• [Solicitação de trabalho 1]:
No trecho sobre apoio técnico e crédito para o pequeno agricultor, qual ministério foi extinto em 2016?
• [Solicitação de trabalho 2]:
Prossiga com o trecho sobre apoio técnico e crédito para o pequeno agricultor, começando logo depois da última frase apresentada.

• [Trecho para leitura]:
Apoio técnico e crédito para o pequeno agricultor

Além disso, a ausência de políticas públicas estruturantes e efetivas e o decrescente investimento no apoio à agricultura familiar contribuem para o desabastecimento e a perda de renda. Como exemplos, pode-se citar a extinção, em 2016, do Ministério do Desenvolvimento Agrário (MDA), que tinha foco em políticas públicas para agricultura familiar, e a drástica redução do orçamento, nos últimos anos, do Programa Nacional de Alimentação Escolar (PNAE) e do Programa de Aquisição de Alimentos (PAA), que compram alimentos de agricultores familiares para uso nos equipamentos públicos. Essas ações são referências mundiais de sucesso pela capacidade de atuar nas duas pontas do sistema alimentar: a produção sustentável de alimentos da agricultura familiar e a provisão de alimentos saudáveis à população em situação de vulnerabilidade social.

• [Dados fornecidos]:
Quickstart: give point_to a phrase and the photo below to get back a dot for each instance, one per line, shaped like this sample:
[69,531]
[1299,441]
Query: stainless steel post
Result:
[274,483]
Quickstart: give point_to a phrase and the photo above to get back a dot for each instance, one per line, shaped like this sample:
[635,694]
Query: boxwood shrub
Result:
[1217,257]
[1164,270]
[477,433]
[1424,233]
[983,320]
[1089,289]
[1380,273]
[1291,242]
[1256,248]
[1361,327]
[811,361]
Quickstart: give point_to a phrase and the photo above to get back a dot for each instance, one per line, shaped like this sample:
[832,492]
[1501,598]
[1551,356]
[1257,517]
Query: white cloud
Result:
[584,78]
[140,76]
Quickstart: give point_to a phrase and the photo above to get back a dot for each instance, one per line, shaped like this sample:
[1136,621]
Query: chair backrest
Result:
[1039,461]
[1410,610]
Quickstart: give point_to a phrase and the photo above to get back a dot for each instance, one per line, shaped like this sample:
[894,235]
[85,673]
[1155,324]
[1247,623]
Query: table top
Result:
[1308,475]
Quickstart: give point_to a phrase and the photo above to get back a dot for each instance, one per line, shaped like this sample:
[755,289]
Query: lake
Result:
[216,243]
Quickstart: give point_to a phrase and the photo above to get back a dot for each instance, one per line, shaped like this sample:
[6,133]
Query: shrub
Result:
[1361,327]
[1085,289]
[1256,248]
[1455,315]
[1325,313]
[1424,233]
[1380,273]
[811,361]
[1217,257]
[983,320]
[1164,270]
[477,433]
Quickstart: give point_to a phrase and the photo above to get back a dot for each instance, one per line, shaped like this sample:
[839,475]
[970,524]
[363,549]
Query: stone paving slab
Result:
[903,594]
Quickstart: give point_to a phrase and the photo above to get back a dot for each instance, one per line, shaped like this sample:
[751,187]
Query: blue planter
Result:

• [Resultado do exercício 1]:
O Ministério do Desenvolvimento Agrário (MDA).

• [Resultado do exercício 2]:
O combate à fome é uma parte fundamental da jornada para o futuro que queremos construir hoje para o País. Para isso, é preciso levar mais apoio ao agricultor e, ao mesmo tempo, promover o equilíbrio ambiental e gerar renda para a população – sem isso, não é possível resolver o grande desafio da fome. Essa é uma das principais mensagens expressas em um documento com propostas para os candidatos às eleições apresentado recentemente pela Coalizão Brasil Clima, Florestas e Agricultura, movimento que reúne mais de trezentas empresas, entidades setoriais, organizações da sociedade civil, Academia e setor financeiro.

Há uma série de ações que precisam e podem ser feitas tanto do lado da produção como da conservação, e que, na realidade, estão conectadas. As florestas contribuem para a regulação do regime de chuvas e do clima, bem como para a mitigação das mudanças climáticas, fatores essenciais para a produção agropecuária. É preciso acabar com o desmatamento ilegal e implementar o Código Florestal. Também é importante incentivar a manutenção das florestas, por meio de instrumentos como os de Pagamento por Serviços Ambientais (PSA) e mercados de carbono.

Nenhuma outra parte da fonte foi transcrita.